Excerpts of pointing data
#####

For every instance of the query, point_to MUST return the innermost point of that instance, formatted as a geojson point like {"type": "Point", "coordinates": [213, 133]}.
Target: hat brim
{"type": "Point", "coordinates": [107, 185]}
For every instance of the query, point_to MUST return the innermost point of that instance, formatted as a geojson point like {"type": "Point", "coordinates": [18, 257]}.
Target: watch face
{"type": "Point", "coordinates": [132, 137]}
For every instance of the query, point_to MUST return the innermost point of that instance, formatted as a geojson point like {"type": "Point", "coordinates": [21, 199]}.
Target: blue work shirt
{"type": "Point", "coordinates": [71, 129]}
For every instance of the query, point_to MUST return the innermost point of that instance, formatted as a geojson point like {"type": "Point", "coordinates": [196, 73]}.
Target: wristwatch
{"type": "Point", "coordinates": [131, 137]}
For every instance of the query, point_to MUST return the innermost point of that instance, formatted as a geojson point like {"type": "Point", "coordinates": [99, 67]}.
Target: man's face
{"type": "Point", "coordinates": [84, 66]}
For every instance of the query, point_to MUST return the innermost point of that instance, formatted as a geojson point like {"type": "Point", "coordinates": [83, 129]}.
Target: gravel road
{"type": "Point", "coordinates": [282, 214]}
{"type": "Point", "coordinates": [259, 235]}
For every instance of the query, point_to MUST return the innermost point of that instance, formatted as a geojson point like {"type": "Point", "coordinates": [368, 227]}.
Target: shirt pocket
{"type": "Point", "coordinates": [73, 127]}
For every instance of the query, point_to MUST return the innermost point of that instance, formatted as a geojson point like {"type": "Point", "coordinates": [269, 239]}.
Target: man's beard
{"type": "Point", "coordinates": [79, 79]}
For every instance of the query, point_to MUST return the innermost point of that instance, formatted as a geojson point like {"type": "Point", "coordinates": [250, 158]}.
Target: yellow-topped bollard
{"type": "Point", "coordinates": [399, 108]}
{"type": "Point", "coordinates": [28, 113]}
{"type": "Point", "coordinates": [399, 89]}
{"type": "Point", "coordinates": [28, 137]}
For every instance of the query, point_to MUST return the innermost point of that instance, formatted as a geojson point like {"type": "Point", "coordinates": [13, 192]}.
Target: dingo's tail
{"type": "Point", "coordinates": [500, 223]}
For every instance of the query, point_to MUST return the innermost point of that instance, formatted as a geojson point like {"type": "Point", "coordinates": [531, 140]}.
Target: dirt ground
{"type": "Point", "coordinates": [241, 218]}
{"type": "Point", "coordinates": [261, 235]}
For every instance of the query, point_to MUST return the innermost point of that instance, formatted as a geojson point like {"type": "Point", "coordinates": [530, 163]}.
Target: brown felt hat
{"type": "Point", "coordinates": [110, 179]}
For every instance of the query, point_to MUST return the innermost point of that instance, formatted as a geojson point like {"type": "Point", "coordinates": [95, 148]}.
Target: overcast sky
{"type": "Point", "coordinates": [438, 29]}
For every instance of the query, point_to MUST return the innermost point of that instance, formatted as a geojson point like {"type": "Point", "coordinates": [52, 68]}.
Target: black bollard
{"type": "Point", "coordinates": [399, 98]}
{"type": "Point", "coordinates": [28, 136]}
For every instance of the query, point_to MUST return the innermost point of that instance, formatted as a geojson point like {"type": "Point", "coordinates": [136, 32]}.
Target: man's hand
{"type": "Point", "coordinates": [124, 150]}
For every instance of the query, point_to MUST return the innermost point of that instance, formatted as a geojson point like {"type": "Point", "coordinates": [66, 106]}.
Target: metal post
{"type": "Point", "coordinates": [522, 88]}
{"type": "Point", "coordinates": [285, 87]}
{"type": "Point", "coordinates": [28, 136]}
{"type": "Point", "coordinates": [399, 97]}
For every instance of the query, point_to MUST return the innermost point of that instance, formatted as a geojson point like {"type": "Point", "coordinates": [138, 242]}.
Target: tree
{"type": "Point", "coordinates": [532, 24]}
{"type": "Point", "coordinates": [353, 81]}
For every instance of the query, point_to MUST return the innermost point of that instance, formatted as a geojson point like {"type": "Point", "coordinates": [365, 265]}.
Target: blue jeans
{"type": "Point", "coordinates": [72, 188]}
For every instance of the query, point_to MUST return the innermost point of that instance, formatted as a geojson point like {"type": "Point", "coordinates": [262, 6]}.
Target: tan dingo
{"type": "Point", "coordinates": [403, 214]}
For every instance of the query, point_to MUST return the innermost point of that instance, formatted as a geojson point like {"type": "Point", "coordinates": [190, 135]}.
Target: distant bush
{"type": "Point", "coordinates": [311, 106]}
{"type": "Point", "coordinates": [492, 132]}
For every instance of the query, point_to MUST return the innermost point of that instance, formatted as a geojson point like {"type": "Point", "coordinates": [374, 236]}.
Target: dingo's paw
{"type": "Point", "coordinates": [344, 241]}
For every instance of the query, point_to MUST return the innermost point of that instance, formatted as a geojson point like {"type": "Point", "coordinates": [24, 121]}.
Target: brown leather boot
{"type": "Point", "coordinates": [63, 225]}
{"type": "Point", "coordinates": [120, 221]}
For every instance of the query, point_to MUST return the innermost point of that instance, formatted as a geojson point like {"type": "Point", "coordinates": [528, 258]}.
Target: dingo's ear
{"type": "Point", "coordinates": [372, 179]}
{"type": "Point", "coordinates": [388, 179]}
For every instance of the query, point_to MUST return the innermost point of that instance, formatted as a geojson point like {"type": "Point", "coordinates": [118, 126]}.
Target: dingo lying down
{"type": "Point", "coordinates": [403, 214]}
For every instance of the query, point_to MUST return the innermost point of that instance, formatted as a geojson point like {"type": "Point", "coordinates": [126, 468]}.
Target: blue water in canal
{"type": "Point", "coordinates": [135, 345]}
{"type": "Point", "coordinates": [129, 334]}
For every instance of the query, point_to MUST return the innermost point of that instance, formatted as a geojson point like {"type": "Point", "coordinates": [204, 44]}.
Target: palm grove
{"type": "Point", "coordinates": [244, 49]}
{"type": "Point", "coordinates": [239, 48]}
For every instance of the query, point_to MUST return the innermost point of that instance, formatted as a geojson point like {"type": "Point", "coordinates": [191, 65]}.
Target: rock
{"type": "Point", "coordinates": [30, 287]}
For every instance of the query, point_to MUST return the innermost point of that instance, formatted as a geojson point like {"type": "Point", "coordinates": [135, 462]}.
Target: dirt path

#####

▸ PROBLEM TO WORK ON: Give every line of the material again, exactly as it reads.

▸ THE RESULT:
For every instance of the query, point_to MUST return the innermost point of that instance, formatted as a geojson point like {"type": "Point", "coordinates": [213, 133]}.
Target: hat brim
{"type": "Point", "coordinates": [107, 185]}
For every instance of the query, point_to MUST return the innermost point of that instance, formatted as a geojson point like {"type": "Point", "coordinates": [18, 257]}.
Target: watch face
{"type": "Point", "coordinates": [132, 137]}
For every instance of the query, point_to MUST return the innermost point of that instance, formatted as a geojson point like {"type": "Point", "coordinates": [21, 199]}.
Target: blue work shirt
{"type": "Point", "coordinates": [71, 129]}
For every instance of the query, point_to MUST return the innermost point of that instance, formatted as a geojson point like {"type": "Point", "coordinates": [196, 73]}.
Target: wristwatch
{"type": "Point", "coordinates": [131, 137]}
For every instance of the query, point_to MUST return the innermost point of that instance, formatted as a geojson point like {"type": "Point", "coordinates": [99, 67]}.
Target: man's face
{"type": "Point", "coordinates": [84, 66]}
For every instance of the query, point_to MUST return the innermost point of that instance, formatted as a geojson point like {"type": "Point", "coordinates": [83, 129]}.
Target: gravel road
{"type": "Point", "coordinates": [282, 214]}
{"type": "Point", "coordinates": [259, 235]}
For every instance of the query, point_to MUST return the innermost point of that instance, formatted as a geojson point like {"type": "Point", "coordinates": [368, 227]}.
Target: shirt pocket
{"type": "Point", "coordinates": [73, 127]}
For every instance of the query, point_to MUST return the innermost point of that instance, formatted as a geojson point like {"type": "Point", "coordinates": [269, 239]}.
Target: man's beard
{"type": "Point", "coordinates": [79, 79]}
For every instance of the query, point_to MUST return the innermost point of that instance, formatted as a geojson point like {"type": "Point", "coordinates": [250, 158]}.
Target: yellow-topped bollard
{"type": "Point", "coordinates": [399, 108]}
{"type": "Point", "coordinates": [28, 113]}
{"type": "Point", "coordinates": [399, 89]}
{"type": "Point", "coordinates": [28, 137]}
For every instance of the query, point_to MUST return the innermost point of that instance, formatted as a geojson point like {"type": "Point", "coordinates": [13, 192]}.
Target: dingo's tail
{"type": "Point", "coordinates": [500, 223]}
For every instance of the query, point_to MUST return the innermost point of that instance, formatted as a geojson point like {"type": "Point", "coordinates": [531, 140]}.
Target: dirt ground
{"type": "Point", "coordinates": [241, 218]}
{"type": "Point", "coordinates": [261, 235]}
For every instance of the query, point_to MUST return the innermost point of that instance, formatted as a geojson point like {"type": "Point", "coordinates": [530, 163]}.
Target: brown felt hat
{"type": "Point", "coordinates": [110, 179]}
For every instance of the query, point_to MUST return the innermost point of that instance, formatted as a geojson point like {"type": "Point", "coordinates": [95, 148]}.
Target: overcast sky
{"type": "Point", "coordinates": [438, 29]}
For every instance of the query, point_to MUST return the innermost point of that instance, formatted as a geojson point like {"type": "Point", "coordinates": [52, 68]}.
Target: black bollard
{"type": "Point", "coordinates": [399, 98]}
{"type": "Point", "coordinates": [28, 136]}
For every instance of the query, point_to MUST return the innermost point of that instance, formatted as a geojson point like {"type": "Point", "coordinates": [136, 32]}.
Target: man's hand
{"type": "Point", "coordinates": [124, 150]}
For every instance of the query, point_to MUST return the innermost point of that instance, formatted as a geojson point like {"type": "Point", "coordinates": [66, 106]}.
Target: metal post
{"type": "Point", "coordinates": [522, 88]}
{"type": "Point", "coordinates": [285, 87]}
{"type": "Point", "coordinates": [28, 136]}
{"type": "Point", "coordinates": [399, 97]}
For every instance of the query, point_to MUST return the innermost point of that instance, formatted as a geojson point like {"type": "Point", "coordinates": [138, 242]}.
Target: tree
{"type": "Point", "coordinates": [532, 24]}
{"type": "Point", "coordinates": [353, 81]}
For every instance of the query, point_to MUST return the innermost point of that instance, formatted as a geojson point like {"type": "Point", "coordinates": [365, 265]}.
Target: blue jeans
{"type": "Point", "coordinates": [72, 188]}
For every instance of the query, point_to MUST return the innermost point of that instance, formatted as a geojson point like {"type": "Point", "coordinates": [262, 6]}.
Target: tan dingo
{"type": "Point", "coordinates": [403, 214]}
For every instance of the query, point_to MUST return the innermost point of that instance, formatted as a geojson point like {"type": "Point", "coordinates": [190, 135]}.
Target: distant bush
{"type": "Point", "coordinates": [311, 106]}
{"type": "Point", "coordinates": [492, 132]}
For every instance of the query, point_to MUST return the innermost point of that instance, formatted as a geojson point like {"type": "Point", "coordinates": [374, 236]}.
Target: dingo's paw
{"type": "Point", "coordinates": [344, 241]}
For every instance of the query, point_to MUST return the innermost point of that instance, formatted as a geojson point like {"type": "Point", "coordinates": [24, 121]}.
Target: brown leather boot
{"type": "Point", "coordinates": [63, 225]}
{"type": "Point", "coordinates": [120, 221]}
For every instance of the query, point_to MUST return the innermost point of that instance, formatted as a geojson point like {"type": "Point", "coordinates": [528, 258]}.
Target: dingo's ear
{"type": "Point", "coordinates": [372, 179]}
{"type": "Point", "coordinates": [388, 179]}
For every instance of the query, point_to MUST return the innermost point of that instance, formatted as a geojson point like {"type": "Point", "coordinates": [118, 126]}.
Target: dingo lying down
{"type": "Point", "coordinates": [403, 214]}
For every instance of the query, point_to MUST return the innermost point of that instance, formatted as a geojson point like {"type": "Point", "coordinates": [126, 468]}.
Target: blue water in canal
{"type": "Point", "coordinates": [135, 345]}
{"type": "Point", "coordinates": [129, 334]}
For every instance of the query, point_to MUST return the innermost point of that instance, formatted as a geojson point like {"type": "Point", "coordinates": [204, 44]}.
Target: palm grove
{"type": "Point", "coordinates": [244, 49]}
{"type": "Point", "coordinates": [239, 48]}
For every instance of the query, point_to MUST return the innermost point of that instance, formatted as a geojson point like {"type": "Point", "coordinates": [191, 65]}.
Target: rock
{"type": "Point", "coordinates": [30, 287]}
For every instance of the query, point_to MUST return the innermost point of that instance, formatted as a geojson point like {"type": "Point", "coordinates": [135, 462]}.
Target: dirt path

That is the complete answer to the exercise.